→ **Work required**:
In the letter below, why does the writer wash their face with cold water? Answer in one to three sentences.

→ **Excerpt**:
▼

Amazing people who make me go on n on n on:)

15 December, 2013

To have Loved and lost...

Dear Love,
Every morning that I wake up without you by my side, I wake up as though in parts, leaving something of me behind on the pillow, on the sheet, that has my curves twisting and turning all through the night. The arms extending to an empty bed, hoping to feel at my finger’s edge, the rush of brushing against your skin, but returning empty, paralyzed in an unknown dread. I wonder if I fear more the absence of you or the absence of myself in all my presence.

The body rises to do its chores while the mind drifts to a weary sleeplessness, a queer numbness to disappointment or elation, although the mouth animates into automated frowns and smiles. It is like walking with a hole in the heart, whose margins threaten to extend on every side, to eventually take the shape of me. My quivering hands hold the pots and pans, till I sit back and clench them in a silent anguish, for they miss your fingers clasped within. I light the fire under my tea, even as my own slowly whimpers dying within me.

I wash my face with cold water, hoping to break the reverie of your thoughts that barge in one after another so seamlessly that I just watch, helpless, letting each one walk all over me. I look up at my face in the mirror and don’t see me no matter how much I scrunch my eyes. I see you, I feel you. And with the trickling droplets perhaps, shed a tear or two. 
Another day, another strife, and the same life but without you!

▲

→ **Excerpted records**:
▼

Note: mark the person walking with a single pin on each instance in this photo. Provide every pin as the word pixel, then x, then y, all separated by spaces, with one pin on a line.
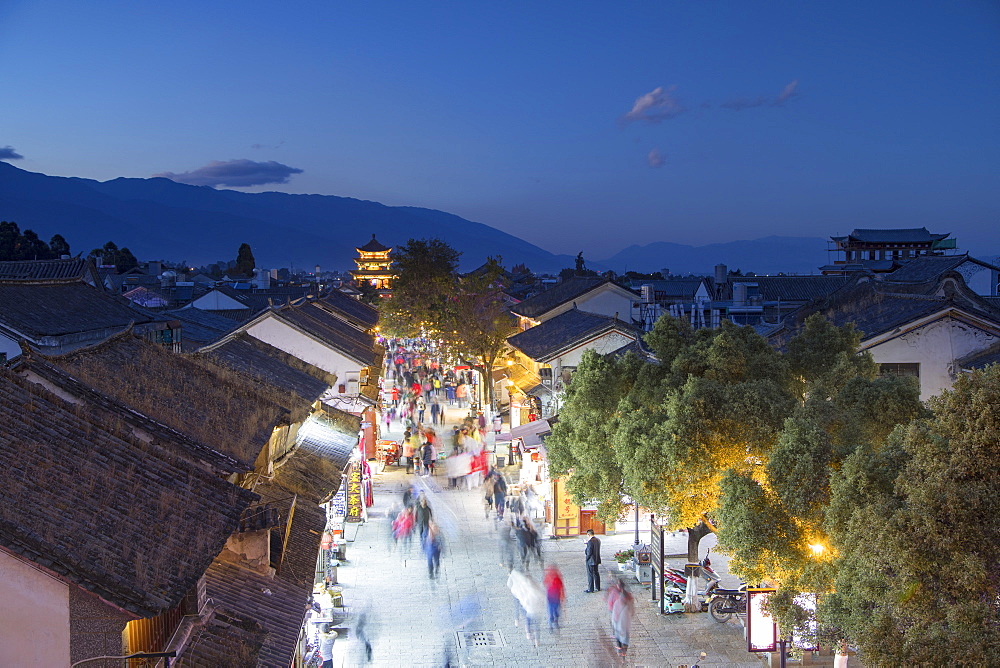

▲
▼

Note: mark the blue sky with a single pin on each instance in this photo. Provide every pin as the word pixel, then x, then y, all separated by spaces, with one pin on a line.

▲

→ **Solution for this task**:
The writer washes with cold water hoping to break the reverie of thoughts about the loved one. These thoughts barge in one after another so seamlessly that the writer can only watch, helpless, as each one walks all over them.